Alıştırma yönergesi - Aşağıdaki satırlardan kaçının "white" dizesini içerdiğini yalnızca bir sayıyla belirtin. Büyük ve küçük harf ayrımı dikkate alınır.
========================================================================
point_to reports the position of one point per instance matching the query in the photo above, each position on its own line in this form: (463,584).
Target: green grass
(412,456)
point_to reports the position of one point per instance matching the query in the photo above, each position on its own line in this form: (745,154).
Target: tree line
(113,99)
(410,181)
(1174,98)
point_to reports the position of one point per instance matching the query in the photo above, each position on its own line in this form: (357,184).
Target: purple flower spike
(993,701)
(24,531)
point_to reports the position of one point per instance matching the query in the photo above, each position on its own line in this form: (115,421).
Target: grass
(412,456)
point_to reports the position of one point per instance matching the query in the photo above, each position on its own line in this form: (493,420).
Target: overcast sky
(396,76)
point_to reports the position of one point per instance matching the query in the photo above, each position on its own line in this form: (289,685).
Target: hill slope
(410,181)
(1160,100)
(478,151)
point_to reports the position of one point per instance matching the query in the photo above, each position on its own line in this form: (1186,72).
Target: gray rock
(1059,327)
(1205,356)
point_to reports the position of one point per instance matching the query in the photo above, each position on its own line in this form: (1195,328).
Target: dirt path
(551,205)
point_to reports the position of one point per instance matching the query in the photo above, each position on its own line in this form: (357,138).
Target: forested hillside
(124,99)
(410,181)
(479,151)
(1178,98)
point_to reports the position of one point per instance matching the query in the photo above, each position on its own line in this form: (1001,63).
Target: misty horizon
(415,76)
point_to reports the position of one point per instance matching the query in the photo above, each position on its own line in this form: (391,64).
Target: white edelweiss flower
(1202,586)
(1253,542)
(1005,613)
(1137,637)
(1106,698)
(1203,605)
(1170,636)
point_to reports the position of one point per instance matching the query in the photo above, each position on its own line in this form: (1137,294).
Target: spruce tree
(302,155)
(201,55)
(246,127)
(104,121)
========================================================================
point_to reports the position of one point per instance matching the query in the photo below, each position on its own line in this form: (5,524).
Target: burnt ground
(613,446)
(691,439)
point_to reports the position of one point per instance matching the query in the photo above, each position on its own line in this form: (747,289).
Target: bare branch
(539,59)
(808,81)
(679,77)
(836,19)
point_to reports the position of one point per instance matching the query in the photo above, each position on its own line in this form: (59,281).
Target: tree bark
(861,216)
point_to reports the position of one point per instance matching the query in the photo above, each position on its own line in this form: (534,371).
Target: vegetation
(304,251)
========================================================================
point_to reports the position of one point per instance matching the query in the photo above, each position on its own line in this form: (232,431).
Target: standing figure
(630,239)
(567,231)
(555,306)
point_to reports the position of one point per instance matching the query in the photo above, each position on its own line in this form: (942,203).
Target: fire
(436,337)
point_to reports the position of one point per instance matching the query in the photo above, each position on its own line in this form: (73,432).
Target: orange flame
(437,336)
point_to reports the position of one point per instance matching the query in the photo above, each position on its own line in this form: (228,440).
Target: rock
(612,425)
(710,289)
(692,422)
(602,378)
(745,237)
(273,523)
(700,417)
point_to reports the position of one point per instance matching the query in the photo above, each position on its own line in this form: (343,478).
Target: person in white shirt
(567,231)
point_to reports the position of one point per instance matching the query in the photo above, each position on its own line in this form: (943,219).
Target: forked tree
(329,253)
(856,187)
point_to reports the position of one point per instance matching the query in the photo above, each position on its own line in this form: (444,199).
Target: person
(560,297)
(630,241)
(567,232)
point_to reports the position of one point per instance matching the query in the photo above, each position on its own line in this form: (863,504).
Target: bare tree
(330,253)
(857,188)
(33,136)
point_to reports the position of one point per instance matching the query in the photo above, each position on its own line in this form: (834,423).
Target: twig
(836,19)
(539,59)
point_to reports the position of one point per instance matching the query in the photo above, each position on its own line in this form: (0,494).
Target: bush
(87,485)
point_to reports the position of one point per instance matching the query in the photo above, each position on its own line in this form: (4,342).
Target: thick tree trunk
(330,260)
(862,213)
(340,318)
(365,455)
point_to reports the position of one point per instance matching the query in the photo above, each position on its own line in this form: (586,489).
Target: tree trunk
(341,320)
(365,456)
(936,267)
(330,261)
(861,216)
========================================================================
Sonuç - 2